━━ 抜粋テキスト

一、 本書三編は、明治二十七年の起草にして、附録一編を加へ、順次 茨城日報に掲載せしを、三十五年に至り、周防山口の客居に於て、之を増補訂正し、活刷(活字印刷)に代へしが、刷出 僅に三百部にして、既に頒布を了へしを以て、今 茲(ここに) 再び補訂して、広く之を公布せむと欲するなり。
一、 作者の名を標するに、藩主は私諡を以てす。 旧臣の情 然らざるを得ず。 士庶は 字号を以てす。 前修を崇ぶの意に出づ。 其の字号 詳ならざる者は、実名或は通称を以てす。 止むを得ざればなり。
一、 作者の序次、藩主は襲封の先後に従ふ。 其の略歴は、碑誌、行実、東藩文献志等に拠る。 士人は進仕の年序に従ふ。 其の小歴は、水府系纂、碑誌、伝記等に拠る。 庶民は 類を以て之を分ち、強ち年歴に係らず。 其の字号 没年等、詳ならざる者多きは、記文闕けたるを以てなり。
一、 本書もと八巻に分てり。 今 活刷するに臨みて、上中下三編、及 附録一編となし、務めて紙数を減ず。 特に 小山田松屋の群書捜索目録八十余部は、割愛して、之を削除せり。
一、 活刷の常として、いかに注意を加ふれども、誤字脱語あるを免れず。 故に 其の文義通ぜざるものあらば、読者 幸に意解せられむことを乞ふ。





上編 〔前言〕


 水戸藩主、九世十代、祖孫相承け、文学を嗜み、儒術を学び、著作編集の書、勝げて数ふ可らず。 然りと雖も、其の克く校刻を経て、世人に知らるゝもの、蓋し 幾ばくもあらざるべし。 余輩 生を水戸に受け、其の文波に浴するもの、遺憾止む能はず。 謹みて 彰考館庫 存する所の書目を輯め、私に勘注を加へて、以て叙列すること 左(下)の如し。




義公

 諱は光圀、字は子龍、小名は千代松、初字を徳亮 又 観之と云ふ。 日新斎 又 常山人と号し、率然子と称す。 後 又 梅里と号す。 威公(初代藩主・徳川頼房)の第三子なり。 寛文元年 襲封、元禄三年 致仕、十三年 薨ず。 年 七十三。 私に諡して 義公と曰う。
大日本史
 太祖(神武天皇)以下 明徳(後小松天皇の治世)に至る 上下二千載の史記なり。 目録 三巻、修史例、引用書目 各一巻、本紀七十三巻、后妃伝 十二巻、皇子伝 十四巻、皇女伝 六巻、群臣の伝 七十三巻、将軍伝 八巻、将軍家族伝 四巻、将軍家臣伝 二十二巻、文学伝 五巻、歌人伝 四巻、孝子義烈列女隠逸方技の五伝 各一巻、叛臣伝 一巻、諸蕃伝 十二巻、以上 本紀列伝合せて二百四十三巻は、嘉永四年 校刻全く成る。 其の成書の体裁は、修史例に備はり、編修の始末は、修史始末、修史復古紀略、史館事記等の書に詳なり。

━━━━
━━ 提供データ

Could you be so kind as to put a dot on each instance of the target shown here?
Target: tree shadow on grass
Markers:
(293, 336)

━━━━

◆ 作業内容 ◆
水戸藩の書目を扱った抜粋テキストのうち、「一、 作者の序次、藩主は襲封の先後に従ふ。 其の略歴は、碑誌、行実、東藩文献志等に拠る。」から「故に 其の文義通ぜざるものあらば、読者 幸に意解せられむことを乞ふ。」までを、両端を含めて一字も変えずに打ち直すこと。 データはこの作業には関わらない。

◆ 結果 ◆
一、 作者の序次、藩主は襲封の先後に従ふ。 其の略歴は、碑誌、行実、東藩文献志等に拠る。 士人は進仕の年序に従ふ。 其の小歴は、水府系纂、碑誌、伝記等に拠る。 庶民は 類を以て之を分ち、強ち年歴に係らず。 其の字号 没年等、詳ならざる者多きは、記文闕けたるを以てなり。
一、 本書もと八巻に分てり。 今 活刷するに臨みて、上中下三編、及 附録一編となし、務めて紙数を減ず。 特に 小山田松屋の群書捜索目録八十余部は、割愛して、之を削除せり。
一、 活刷の常として、いかに注意を加ふれども、誤字脱語あるを免れず。 故に 其の文義通ぜざるものあらば、読者 幸に意解せられむことを乞ふ。